Records from a data collection
********************

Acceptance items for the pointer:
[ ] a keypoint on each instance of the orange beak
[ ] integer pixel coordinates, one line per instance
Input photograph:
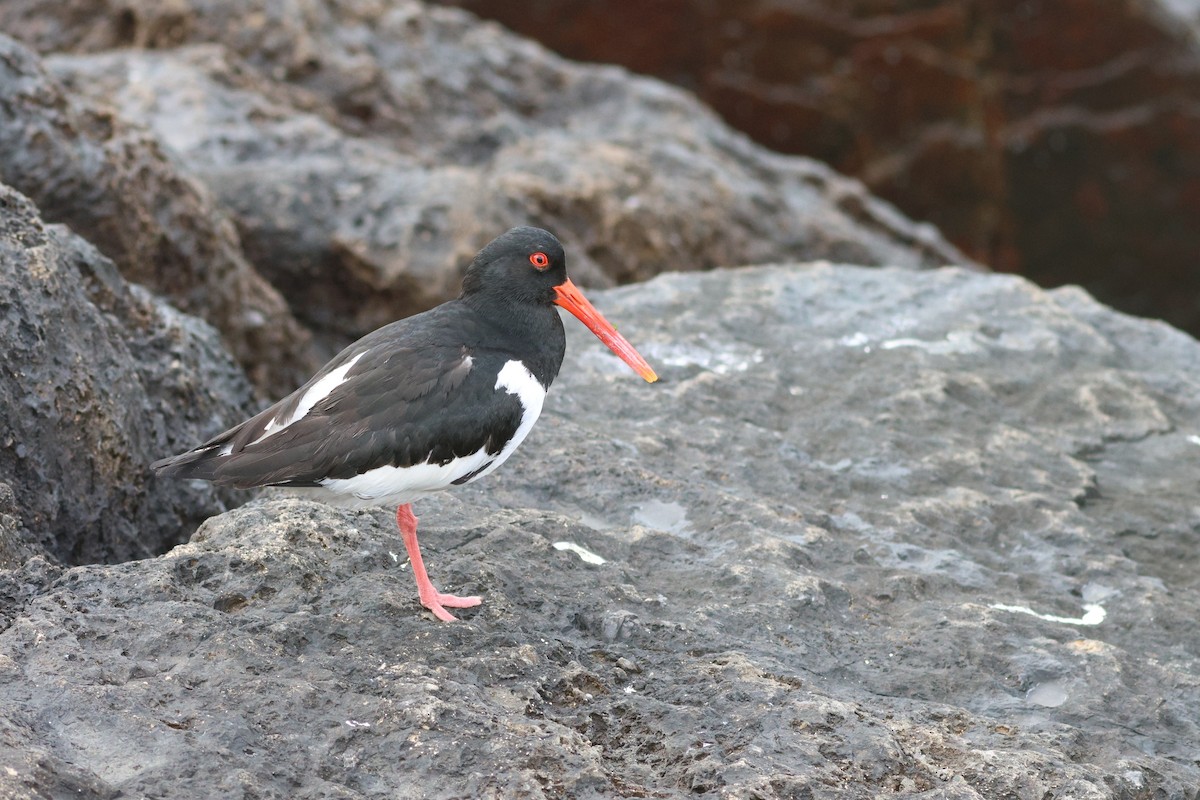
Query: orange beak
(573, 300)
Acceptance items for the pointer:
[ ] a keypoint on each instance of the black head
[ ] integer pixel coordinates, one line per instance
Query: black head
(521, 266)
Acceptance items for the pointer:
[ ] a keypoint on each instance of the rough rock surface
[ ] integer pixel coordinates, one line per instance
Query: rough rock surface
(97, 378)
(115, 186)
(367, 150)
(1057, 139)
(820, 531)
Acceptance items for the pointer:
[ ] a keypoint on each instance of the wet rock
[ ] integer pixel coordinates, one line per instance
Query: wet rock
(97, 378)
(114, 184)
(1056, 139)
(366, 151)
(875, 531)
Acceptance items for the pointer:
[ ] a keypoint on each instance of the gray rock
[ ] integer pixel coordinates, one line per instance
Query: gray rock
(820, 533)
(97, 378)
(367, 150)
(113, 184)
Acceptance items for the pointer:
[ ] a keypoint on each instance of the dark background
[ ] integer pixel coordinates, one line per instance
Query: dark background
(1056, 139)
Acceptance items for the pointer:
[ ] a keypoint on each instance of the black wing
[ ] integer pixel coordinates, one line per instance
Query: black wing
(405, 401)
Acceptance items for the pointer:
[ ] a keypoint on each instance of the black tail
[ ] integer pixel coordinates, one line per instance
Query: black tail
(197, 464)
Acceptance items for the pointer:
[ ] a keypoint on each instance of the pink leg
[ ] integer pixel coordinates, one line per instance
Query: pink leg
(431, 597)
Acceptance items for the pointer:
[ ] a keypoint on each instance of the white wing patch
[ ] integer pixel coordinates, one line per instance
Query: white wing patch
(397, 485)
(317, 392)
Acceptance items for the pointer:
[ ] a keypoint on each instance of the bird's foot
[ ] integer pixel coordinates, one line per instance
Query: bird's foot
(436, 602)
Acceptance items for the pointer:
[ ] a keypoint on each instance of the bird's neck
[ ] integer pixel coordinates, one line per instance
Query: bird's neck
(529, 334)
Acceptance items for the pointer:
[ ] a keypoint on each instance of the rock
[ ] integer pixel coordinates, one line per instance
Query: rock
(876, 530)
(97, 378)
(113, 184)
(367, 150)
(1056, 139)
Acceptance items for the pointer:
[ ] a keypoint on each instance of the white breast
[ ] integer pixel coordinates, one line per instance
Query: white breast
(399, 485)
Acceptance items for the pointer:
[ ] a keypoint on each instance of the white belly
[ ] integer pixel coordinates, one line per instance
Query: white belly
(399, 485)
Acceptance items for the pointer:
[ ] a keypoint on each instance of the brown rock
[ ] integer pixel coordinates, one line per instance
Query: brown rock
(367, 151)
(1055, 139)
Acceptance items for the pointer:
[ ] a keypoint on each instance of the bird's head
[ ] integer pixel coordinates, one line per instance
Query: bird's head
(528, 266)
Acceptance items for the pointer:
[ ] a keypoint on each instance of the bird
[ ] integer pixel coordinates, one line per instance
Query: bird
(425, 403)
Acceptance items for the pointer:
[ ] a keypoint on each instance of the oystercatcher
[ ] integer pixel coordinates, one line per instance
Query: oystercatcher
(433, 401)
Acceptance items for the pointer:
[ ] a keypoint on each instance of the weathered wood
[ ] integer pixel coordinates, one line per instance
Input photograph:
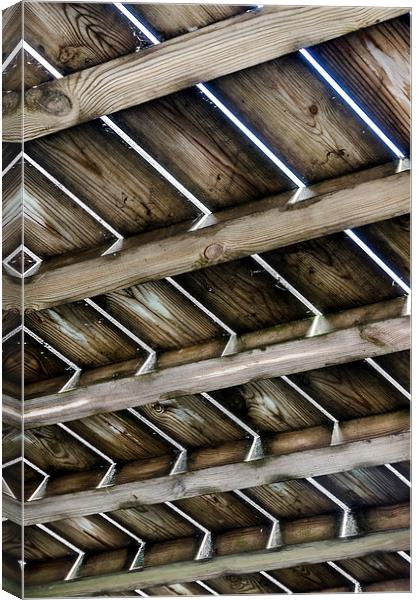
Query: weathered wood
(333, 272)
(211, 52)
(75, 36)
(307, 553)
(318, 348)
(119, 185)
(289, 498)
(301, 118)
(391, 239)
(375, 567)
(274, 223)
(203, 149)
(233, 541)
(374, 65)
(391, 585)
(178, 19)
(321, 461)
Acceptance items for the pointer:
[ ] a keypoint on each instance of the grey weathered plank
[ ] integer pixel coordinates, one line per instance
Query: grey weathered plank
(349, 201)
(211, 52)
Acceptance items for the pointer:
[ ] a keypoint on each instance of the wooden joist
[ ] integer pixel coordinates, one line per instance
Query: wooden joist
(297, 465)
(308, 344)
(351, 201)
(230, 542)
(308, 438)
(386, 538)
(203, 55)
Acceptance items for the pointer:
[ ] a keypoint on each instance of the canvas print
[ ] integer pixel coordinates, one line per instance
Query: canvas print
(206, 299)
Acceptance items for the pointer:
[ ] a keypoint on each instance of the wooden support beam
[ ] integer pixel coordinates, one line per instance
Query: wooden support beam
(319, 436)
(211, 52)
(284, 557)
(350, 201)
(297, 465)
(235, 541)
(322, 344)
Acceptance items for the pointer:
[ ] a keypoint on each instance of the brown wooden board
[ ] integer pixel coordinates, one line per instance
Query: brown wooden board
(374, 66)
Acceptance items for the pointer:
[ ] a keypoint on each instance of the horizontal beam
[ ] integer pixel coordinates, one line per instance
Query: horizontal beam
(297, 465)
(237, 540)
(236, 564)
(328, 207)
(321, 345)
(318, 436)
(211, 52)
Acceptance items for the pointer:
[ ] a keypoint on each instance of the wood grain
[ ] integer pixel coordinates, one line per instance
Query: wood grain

********************

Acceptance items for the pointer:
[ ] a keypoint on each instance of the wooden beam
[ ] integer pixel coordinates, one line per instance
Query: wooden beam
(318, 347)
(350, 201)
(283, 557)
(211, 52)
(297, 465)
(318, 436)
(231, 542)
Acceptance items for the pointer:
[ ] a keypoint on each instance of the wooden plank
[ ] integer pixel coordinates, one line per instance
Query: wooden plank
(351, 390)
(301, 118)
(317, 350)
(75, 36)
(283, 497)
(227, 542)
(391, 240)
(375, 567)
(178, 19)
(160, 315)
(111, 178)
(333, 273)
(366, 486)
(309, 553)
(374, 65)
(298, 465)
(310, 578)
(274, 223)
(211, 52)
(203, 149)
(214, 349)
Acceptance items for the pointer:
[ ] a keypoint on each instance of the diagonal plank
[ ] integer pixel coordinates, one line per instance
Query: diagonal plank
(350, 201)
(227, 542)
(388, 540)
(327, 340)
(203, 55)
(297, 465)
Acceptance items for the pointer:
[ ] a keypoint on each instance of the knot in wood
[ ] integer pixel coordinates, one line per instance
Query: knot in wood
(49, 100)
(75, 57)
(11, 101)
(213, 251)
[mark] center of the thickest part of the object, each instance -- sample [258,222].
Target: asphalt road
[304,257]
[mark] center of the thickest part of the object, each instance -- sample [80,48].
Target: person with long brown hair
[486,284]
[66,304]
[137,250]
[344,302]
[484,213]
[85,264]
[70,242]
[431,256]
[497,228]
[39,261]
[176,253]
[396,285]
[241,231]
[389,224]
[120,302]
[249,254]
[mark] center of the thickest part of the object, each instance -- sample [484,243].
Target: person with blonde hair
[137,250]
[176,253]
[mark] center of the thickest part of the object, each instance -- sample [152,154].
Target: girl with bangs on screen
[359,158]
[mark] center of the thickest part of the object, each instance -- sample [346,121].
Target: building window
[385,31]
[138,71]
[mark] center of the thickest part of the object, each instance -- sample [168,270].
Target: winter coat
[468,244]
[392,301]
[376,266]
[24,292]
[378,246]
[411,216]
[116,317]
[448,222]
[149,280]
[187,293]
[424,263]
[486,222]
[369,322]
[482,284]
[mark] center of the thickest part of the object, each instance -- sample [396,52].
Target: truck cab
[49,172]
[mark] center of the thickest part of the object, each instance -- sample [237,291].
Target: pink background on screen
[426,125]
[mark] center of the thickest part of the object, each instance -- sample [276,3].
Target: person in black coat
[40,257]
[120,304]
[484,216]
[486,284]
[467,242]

********************

OBJECTIVE
Report every line in the records above that contains the string "screen", copying each such line in full. Treat case as significant.

EXERCISE SOLUTION
Target: girl with bangs on screen
Target: pink background on screen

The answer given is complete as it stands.